» **Extract**

Sunday, October 6, 2013

LESTER HIGATA'S 20TH CENTURY, love and death and family...spelunked and excavated for you to appreciate

LESTER HIGATA'S 20TH CENTURY
BARBARA HAMBY
University of Iowa Press
$16.00 trade paper or ebook edition, available now

Rating: 4* of five

The Publisher Says: “Lester Higata knew his life was about to end when he walked out on the lanai behind his house in Makiki and saw his long-dead father sitting in a lawn chair near the little greenhouse where Lester kept his orchids.” Thus begins Barbara Hamby’s magical narrative of the life of a Japanese American man in Honolulu. The quietly beautiful linked stories in Lester Higata’s 20th Century bring us close to people who could be, and should be, our friends and neighbors and families.

Starting in 1999 with his conversation with his father, continuing backward in time throughout his life with his wife, Katherine, and their children in Hawai‘i, and ending with his days in the hospital in 1946, as he heals from a wartime wound and meets the woman he will marry, Hamby recreates not just one but any number of the worlds that have shaped Lester. The world of his mother, as stubbornly faithful to Japan and Buddhism as Katherine’s mother is to Ohio and conservative Christianity; the world of his children, whose childhoods and adulthoods are vastly different from his own; the world after Pearl Harbor and Vietnam; the world of a professional engineer and family man: the worlds of Lester Higata’s 20th Century are filled with ordinary people living extraordinary lives, moving from farms to classrooms and offices, from racism to acceptance and even love, all in a setting so paradisal it should be heaven on earth.

» **About this exercise**
Please answer these questions on the review of Lester Higata's 20th Century:
1. What does the trade paper edition cost?
2. What rating does the review give the book?
3. In which years do the linked stories start and end?

» **Extracted information**
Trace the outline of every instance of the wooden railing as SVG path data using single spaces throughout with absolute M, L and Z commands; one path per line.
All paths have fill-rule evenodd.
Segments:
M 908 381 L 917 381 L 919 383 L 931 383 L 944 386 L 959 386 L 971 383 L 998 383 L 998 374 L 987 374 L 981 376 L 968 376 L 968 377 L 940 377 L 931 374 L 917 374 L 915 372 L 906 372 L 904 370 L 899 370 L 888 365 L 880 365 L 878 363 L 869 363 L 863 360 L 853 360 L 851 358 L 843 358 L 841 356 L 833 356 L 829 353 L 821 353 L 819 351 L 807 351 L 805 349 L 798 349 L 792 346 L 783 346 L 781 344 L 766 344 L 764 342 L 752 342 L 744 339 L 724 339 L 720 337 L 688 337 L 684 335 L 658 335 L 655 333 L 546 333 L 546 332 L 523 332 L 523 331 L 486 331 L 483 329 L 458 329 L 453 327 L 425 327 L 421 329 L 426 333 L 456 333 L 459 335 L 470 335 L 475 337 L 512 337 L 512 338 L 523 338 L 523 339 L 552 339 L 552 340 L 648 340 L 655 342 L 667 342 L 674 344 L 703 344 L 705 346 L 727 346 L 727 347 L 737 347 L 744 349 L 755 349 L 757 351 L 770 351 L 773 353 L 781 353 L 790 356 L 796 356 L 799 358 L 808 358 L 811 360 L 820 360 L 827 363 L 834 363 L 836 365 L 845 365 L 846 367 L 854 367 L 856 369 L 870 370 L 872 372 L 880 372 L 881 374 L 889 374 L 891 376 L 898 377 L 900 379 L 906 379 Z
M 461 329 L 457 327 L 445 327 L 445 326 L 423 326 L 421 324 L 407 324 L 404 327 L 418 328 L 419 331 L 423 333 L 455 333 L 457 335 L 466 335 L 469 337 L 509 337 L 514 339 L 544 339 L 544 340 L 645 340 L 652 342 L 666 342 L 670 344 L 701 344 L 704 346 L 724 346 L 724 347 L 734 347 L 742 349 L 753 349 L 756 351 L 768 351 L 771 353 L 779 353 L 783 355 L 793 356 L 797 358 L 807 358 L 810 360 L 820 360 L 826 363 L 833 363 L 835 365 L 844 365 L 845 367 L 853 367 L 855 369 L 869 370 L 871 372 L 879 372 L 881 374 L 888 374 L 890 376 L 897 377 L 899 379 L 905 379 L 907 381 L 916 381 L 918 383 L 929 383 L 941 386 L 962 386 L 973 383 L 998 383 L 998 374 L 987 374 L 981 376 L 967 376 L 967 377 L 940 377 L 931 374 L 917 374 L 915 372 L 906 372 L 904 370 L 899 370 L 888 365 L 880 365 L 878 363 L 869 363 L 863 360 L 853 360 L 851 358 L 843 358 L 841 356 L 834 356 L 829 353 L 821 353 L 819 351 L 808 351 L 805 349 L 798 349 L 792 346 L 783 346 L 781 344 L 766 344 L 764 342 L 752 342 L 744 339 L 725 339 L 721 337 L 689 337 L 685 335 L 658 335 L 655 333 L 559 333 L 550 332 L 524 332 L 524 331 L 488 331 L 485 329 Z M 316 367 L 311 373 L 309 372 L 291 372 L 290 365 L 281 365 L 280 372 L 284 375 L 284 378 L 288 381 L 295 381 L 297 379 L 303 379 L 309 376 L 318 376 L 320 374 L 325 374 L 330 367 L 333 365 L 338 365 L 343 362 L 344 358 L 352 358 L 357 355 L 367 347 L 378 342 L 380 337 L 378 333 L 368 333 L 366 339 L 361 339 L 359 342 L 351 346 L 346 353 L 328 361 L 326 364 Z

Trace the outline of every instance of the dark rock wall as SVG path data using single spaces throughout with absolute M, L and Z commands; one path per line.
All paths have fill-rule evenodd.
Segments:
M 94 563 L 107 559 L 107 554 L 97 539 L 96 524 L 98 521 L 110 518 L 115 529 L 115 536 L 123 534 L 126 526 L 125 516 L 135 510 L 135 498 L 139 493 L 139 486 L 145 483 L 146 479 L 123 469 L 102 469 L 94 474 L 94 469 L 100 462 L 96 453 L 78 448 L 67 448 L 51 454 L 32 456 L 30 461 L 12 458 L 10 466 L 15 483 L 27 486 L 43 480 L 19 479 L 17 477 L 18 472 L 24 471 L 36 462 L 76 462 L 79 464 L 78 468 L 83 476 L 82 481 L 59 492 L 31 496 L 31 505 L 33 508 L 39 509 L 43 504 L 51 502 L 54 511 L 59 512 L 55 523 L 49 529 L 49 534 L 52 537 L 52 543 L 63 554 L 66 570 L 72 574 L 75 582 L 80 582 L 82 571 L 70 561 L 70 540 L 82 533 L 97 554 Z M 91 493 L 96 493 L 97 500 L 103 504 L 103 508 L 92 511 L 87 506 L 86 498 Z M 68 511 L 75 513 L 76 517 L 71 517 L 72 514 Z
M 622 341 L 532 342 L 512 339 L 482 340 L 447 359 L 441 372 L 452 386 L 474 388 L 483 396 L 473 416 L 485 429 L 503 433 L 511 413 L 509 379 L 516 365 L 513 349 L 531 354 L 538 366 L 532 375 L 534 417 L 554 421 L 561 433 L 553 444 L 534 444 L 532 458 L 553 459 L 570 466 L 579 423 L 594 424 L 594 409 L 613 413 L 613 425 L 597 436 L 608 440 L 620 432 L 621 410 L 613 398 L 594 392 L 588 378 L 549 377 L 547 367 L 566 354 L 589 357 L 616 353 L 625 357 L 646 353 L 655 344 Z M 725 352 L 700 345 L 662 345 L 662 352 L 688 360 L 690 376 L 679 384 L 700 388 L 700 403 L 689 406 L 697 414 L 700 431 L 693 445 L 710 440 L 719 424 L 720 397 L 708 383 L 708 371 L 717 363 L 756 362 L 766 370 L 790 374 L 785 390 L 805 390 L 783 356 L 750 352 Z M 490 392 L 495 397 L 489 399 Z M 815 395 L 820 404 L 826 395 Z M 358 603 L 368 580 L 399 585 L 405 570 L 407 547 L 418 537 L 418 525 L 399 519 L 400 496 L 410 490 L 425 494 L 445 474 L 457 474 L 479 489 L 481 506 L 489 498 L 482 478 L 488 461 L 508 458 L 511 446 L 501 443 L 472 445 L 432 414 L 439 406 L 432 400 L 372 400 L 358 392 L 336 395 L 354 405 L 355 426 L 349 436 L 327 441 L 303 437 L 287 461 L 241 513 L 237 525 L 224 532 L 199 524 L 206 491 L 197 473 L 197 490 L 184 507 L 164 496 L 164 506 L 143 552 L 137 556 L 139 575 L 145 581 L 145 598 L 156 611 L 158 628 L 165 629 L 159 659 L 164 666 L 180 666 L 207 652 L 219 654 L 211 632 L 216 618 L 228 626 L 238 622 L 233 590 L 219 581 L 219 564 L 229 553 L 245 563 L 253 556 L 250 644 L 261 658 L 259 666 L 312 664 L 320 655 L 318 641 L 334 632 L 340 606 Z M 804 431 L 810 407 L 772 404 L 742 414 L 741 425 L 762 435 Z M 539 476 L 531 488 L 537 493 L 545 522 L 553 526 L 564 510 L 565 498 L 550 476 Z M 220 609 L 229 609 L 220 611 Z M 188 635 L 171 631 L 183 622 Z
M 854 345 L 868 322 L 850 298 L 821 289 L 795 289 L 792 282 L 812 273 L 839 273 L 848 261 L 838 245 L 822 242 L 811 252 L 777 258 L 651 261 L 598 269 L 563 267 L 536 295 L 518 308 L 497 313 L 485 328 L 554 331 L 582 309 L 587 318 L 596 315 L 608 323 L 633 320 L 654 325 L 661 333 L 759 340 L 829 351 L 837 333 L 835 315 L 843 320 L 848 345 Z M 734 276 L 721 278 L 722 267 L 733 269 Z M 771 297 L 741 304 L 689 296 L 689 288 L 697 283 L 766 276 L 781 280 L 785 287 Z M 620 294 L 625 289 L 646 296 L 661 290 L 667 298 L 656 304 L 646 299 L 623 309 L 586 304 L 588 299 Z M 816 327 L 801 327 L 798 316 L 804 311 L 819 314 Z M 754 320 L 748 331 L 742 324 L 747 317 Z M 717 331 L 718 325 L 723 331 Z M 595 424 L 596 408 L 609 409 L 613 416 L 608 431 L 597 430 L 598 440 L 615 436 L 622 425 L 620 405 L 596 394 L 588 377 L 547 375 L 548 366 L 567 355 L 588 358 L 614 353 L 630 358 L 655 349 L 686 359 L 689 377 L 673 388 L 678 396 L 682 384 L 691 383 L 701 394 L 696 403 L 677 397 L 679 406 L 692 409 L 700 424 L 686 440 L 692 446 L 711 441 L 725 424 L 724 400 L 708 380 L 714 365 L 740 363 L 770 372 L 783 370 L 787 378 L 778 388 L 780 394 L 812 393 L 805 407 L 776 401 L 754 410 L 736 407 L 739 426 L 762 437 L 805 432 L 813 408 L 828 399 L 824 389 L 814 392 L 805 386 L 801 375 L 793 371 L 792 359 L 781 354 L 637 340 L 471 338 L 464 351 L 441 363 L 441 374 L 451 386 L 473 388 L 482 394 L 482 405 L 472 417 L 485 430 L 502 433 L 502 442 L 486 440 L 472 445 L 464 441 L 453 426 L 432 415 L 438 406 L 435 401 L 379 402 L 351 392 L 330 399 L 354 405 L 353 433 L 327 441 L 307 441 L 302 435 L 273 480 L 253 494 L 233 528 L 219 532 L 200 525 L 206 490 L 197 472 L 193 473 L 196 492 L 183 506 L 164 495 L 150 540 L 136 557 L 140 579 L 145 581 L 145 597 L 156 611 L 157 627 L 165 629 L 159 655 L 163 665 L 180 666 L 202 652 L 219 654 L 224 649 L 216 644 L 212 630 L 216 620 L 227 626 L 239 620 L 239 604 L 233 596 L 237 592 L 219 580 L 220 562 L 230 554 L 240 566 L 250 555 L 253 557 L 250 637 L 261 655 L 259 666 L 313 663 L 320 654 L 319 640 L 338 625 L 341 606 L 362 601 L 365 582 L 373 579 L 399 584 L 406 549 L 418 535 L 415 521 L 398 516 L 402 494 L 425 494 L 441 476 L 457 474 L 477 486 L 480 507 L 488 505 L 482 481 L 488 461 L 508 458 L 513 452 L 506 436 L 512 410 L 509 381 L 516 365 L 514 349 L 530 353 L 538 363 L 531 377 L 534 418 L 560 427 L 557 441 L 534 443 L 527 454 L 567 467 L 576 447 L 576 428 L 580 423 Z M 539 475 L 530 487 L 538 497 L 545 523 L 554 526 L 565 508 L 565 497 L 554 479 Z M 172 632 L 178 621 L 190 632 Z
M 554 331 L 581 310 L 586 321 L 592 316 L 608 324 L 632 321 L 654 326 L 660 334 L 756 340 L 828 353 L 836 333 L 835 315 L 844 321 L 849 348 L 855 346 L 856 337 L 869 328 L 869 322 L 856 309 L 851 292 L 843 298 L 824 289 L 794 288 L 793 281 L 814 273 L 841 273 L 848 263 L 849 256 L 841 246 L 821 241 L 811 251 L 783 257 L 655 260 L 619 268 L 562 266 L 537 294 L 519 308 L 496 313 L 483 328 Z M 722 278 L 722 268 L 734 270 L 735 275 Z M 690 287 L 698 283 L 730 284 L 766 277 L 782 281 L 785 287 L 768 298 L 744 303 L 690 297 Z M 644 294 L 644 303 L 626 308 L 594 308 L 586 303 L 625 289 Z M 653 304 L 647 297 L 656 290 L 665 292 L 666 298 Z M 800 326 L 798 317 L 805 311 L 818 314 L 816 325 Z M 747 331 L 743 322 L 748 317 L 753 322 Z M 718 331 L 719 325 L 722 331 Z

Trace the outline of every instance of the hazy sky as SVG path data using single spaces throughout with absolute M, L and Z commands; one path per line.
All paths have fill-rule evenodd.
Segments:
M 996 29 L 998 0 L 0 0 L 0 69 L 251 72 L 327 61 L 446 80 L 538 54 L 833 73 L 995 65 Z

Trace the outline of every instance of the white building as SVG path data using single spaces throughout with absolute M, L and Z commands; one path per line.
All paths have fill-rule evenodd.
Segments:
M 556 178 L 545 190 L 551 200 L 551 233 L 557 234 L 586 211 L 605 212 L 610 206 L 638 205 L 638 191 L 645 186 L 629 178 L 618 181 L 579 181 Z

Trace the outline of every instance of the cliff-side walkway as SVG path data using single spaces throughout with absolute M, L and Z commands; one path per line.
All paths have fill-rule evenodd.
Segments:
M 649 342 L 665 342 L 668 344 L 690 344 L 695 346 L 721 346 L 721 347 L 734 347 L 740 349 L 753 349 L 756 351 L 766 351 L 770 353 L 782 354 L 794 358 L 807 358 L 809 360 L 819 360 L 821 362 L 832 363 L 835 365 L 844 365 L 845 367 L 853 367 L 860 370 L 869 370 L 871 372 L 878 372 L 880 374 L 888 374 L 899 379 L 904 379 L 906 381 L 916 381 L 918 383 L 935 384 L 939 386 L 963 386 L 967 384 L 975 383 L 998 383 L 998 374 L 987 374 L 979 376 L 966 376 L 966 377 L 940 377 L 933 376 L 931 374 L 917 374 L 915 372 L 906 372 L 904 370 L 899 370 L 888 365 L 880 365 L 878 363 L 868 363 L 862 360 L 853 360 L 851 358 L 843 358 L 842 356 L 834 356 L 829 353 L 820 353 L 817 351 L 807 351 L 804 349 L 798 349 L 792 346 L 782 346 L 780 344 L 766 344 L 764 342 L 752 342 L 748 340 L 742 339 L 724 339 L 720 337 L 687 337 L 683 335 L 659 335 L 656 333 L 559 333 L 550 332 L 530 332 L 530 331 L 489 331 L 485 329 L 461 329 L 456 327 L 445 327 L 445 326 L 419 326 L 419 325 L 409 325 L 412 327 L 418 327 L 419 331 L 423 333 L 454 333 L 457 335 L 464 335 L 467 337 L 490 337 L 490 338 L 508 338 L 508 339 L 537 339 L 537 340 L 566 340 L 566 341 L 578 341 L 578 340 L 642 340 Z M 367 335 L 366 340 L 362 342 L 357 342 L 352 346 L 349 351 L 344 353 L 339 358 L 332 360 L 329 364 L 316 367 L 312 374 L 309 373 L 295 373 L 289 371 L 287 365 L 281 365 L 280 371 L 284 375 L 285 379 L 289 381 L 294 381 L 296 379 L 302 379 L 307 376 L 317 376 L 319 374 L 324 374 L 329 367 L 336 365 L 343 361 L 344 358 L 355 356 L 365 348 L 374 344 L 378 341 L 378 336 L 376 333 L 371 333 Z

» **Exercise solution**
1. $16.00
2. 4 of five
3. They start in 1999 and end in 1946.